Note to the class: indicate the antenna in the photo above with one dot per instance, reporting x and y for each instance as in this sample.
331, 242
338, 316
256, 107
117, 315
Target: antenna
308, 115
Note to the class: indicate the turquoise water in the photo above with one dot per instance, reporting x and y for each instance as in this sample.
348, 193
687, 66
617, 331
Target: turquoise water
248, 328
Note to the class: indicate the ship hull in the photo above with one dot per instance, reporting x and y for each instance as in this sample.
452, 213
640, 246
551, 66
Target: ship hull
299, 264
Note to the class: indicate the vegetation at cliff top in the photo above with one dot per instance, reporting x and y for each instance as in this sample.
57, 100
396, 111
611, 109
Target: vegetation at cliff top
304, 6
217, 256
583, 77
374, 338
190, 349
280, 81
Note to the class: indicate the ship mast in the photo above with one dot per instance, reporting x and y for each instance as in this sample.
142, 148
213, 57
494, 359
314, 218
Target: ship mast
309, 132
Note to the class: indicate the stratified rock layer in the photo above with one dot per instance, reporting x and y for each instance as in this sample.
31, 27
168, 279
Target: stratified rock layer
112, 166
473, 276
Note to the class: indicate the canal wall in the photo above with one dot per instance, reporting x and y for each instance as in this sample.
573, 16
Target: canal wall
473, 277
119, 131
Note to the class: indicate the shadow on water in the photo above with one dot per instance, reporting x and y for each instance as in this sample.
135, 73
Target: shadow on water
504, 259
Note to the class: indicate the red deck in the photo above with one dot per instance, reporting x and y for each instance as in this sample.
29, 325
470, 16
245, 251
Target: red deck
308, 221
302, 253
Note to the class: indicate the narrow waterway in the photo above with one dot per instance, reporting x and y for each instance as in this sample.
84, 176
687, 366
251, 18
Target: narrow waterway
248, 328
══════
What you need to do: Every line in the material must be retyped exactly, with none omitted.

Your solution:
Note to the class: indicate the antenna in the photo above with one dot per instance, reporting x and y for each instance as in this sample.
331, 242
338, 316
256, 107
117, 315
Target: antenna
308, 115
Note to the class: indicate the turquoise water in the photo above with one dot per instance, reporting x and y for each instance as in this sample.
348, 193
687, 66
617, 331
Target: turquoise water
248, 328
Note to the class: indicate the ship hull in the photo above with one dot per instance, reporting x and y for each instance as in this sample.
452, 213
640, 246
551, 66
Target: ship hull
299, 264
Note to the class: indicate the vegetation at cliff top in the photo above with one dot per instance, reporting x and y for each instance as in this sample.
57, 100
396, 111
611, 109
Target: vegetation at cliff top
304, 6
217, 256
583, 77
374, 338
190, 349
280, 81
Note to the class: indicate the ship mast in the photo above with one dot per instance, reporting x and y for each instance as in this sample.
142, 148
213, 57
494, 359
314, 218
Target: ship mast
309, 132
Note to the class: indicate the stratified rock layer in the photo above with one dot per instance, reporting x and y for each instance as in this sample.
31, 27
168, 279
Target: stratified rock layer
112, 166
473, 276
Note to the class: indicate the canal wall in the photo above with one dot per instance, reporting x and y for each instance as in this sample.
573, 16
Target: canal wall
473, 277
119, 131
Note to the class: indicate the shadow on water in the photo above with one dot per instance, reporting x and y for each instance as in this sample.
135, 73
Target: shadow on water
504, 259
Note to the class: indicate the red deck in the photo above with one dot per instance, reporting x and y for each instance as in this sample.
29, 325
470, 16
245, 251
Target: red deck
308, 221
302, 253
Note to the class: indicate the narrow waterway in the photo above with one dot per instance, reporting x and y for each instance as in this sample.
84, 176
687, 366
251, 18
Target: narrow waterway
248, 328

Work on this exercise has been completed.